> THE PROBLEM
In the passage below about adjusting to life in Britain, how is a yard different from a garden?

> PROVIDED PASSAGE
--- begin ---

There will be a lot of small changes to get used to in the vocabulary of everyday life. Words that didn't come up in the courtship period will start popping up all over the place. Like they call all vacuum cleaners "hoovers" and outside trash cans "wheelie bins" and spell car tire with a "y"- tyre. Shortly after I arrived my husband asked if I'd gotten a rubber for my pre-teen's pencil bag. I thought, "wow. I knew it was more secular and progressive here, but I'm surprised they need condoms for school." Of course he meant an eraser... 

And I'm not sure what the household chores will look like when married to a prince, but sometimes here I feel a little like I'm living in the Little House on the Prairie. It's a different pace of life with a smaller environmental footprint. I'm still getting used to seeing laundry hanging out on a line in my backyard. 

 Ron Weasley the rabbit enjoying our "garden" last fall.

Ron Weasley the rabbit enjoying our "garden" last fall.

Which btw I should call a back garden. A yard is paved. A garden is the green behind your house. And you might grow vegetables in an allotment. Or the palace might have a vegetable patch they'll allow you to use on the grounds. But anyway.

--- end ---

> DATA EXCERPTS
--- begin ---

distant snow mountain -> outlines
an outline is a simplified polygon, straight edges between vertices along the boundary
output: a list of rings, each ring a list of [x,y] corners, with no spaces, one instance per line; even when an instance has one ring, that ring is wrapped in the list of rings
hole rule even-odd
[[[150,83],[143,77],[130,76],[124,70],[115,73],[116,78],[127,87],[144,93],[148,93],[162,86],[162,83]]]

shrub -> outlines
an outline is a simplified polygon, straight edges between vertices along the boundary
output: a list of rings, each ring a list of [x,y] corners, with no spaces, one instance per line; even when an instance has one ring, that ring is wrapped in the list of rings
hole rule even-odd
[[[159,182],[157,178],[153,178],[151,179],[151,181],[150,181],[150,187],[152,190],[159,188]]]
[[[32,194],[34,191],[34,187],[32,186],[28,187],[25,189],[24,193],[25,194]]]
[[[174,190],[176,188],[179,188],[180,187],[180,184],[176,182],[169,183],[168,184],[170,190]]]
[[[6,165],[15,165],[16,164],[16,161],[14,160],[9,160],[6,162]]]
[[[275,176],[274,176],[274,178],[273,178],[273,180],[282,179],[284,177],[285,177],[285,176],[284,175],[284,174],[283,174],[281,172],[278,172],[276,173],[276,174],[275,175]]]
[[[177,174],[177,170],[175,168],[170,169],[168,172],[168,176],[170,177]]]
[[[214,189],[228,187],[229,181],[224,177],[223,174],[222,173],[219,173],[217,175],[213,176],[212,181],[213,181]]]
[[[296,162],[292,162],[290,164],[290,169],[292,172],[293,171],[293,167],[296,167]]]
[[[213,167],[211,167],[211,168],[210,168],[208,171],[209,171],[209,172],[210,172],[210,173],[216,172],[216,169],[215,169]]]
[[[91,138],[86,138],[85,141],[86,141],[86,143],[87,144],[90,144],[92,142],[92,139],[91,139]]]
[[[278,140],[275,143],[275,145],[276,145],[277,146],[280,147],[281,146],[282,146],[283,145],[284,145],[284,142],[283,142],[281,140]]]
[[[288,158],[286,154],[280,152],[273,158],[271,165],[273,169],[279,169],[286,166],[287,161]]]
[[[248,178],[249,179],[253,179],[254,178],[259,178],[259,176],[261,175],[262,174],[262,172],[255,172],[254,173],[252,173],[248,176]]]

--- end ---

> OUTPUT
A yard is paved, while a garden is the green area behind your house.